What needs to be done —
Could the entries below be transcribed word for word, with the pictures omitted?

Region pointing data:
☆ ☆ ☆ ☆
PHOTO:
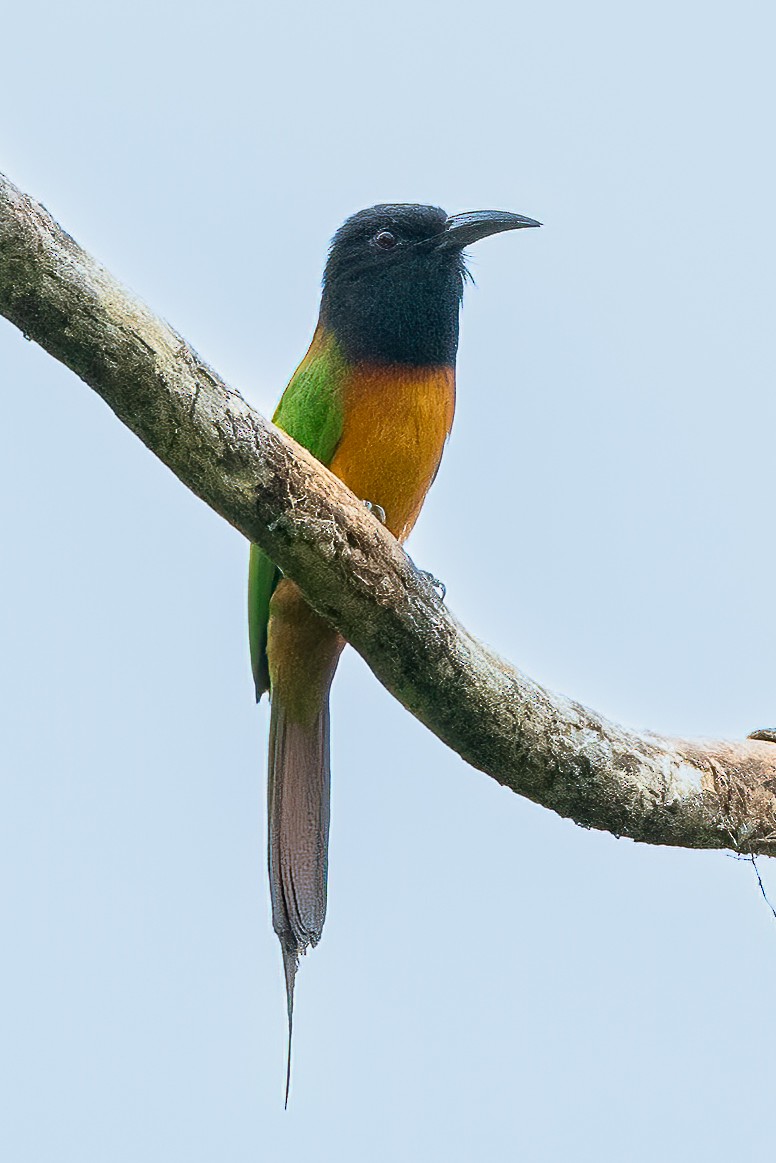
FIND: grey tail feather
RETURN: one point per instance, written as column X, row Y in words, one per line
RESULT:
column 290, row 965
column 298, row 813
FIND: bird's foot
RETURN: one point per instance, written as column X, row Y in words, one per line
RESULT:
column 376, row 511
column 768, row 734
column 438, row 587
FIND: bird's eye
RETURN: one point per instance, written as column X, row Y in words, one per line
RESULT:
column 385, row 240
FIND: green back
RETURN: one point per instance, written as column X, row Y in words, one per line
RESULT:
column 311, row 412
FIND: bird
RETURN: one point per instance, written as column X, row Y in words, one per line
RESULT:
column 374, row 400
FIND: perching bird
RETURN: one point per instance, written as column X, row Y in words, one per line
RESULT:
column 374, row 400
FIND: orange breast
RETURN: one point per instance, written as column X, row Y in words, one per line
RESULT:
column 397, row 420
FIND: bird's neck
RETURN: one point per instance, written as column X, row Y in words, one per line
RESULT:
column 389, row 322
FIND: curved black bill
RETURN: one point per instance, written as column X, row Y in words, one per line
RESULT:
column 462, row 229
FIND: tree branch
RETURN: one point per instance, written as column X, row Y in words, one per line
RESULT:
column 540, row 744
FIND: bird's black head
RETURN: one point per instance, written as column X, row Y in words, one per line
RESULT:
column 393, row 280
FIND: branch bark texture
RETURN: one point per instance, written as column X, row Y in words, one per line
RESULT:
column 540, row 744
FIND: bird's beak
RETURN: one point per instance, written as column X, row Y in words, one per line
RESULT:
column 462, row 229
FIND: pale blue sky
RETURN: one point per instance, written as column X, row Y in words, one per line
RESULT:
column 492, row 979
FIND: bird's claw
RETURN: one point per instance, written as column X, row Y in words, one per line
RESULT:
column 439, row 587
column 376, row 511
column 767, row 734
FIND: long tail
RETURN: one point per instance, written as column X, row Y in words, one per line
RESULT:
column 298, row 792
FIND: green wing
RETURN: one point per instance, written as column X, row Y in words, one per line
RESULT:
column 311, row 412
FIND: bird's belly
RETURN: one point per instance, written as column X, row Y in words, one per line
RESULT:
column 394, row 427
☆ ☆ ☆ ☆
Exercise result —
PHOTO:
FIND: grey tail feather
RETURN: one point per instance, written as column X, row Y in words, one per line
RESULT:
column 290, row 965
column 298, row 813
FIND: bird's foot
RETURN: one point per instance, written as column X, row Y in words, one per line
RESULT:
column 376, row 511
column 768, row 734
column 438, row 587
FIND: bird's eye
RETURN: one point per instance, written as column X, row Y in words, one per line
RESULT:
column 385, row 240
FIND: green back
RETURN: one point per instance, written as column X, row Y in words, one per line
RESULT:
column 311, row 412
FIND: bird
RETURN: one point per instance, written as column X, row Y in words, one per line
RESULT:
column 374, row 400
FIND: perching bird
RETURN: one point per instance, written as column X, row Y in words, one per line
RESULT:
column 374, row 400
FIND: orange breast
RETURN: one point per instance, written as column X, row Y in words, one per line
RESULT:
column 397, row 420
FIND: bird's neck
RETURN: one point per instance, written as column X, row Y in words, one per line
RESULT:
column 389, row 322
FIND: curved black bill
RETURN: one point per instance, written as column X, row Y in words, one per line
RESULT:
column 462, row 229
FIND: tree branch
RETURN: one point per instance, written as column X, row Y in words, one per line
RESULT:
column 540, row 744
FIND: bird's black head
RETURN: one point per instance, written as column X, row Y in words, one per line
RESULT:
column 393, row 280
FIND: branch bark texture
RETURN: one point per instance, written as column X, row Y in words, one per line
RESULT:
column 540, row 744
FIND: bird's beak
RETURN: one point per instance, written as column X, row Y in words, one per line
RESULT:
column 462, row 229
FIND: pale blue sky
RETURN: one point per instance, written as column X, row Y in words, one per line
RESULT:
column 492, row 979
FIND: bird's claw
RETURN: one point per instance, written as column X, row Y in words, one per line
RESULT:
column 439, row 587
column 376, row 511
column 767, row 734
FIND: long tail
RETURN: one point per instance, written as column X, row Y in words, one per line
RESULT:
column 298, row 792
FIND: green wing
RETURN: one point per instance, written as column X, row Y in words, one per line
RESULT:
column 311, row 412
FIND: bird's belly
RETURN: one point per instance, written as column X, row Y in words, one per line
RESULT:
column 394, row 427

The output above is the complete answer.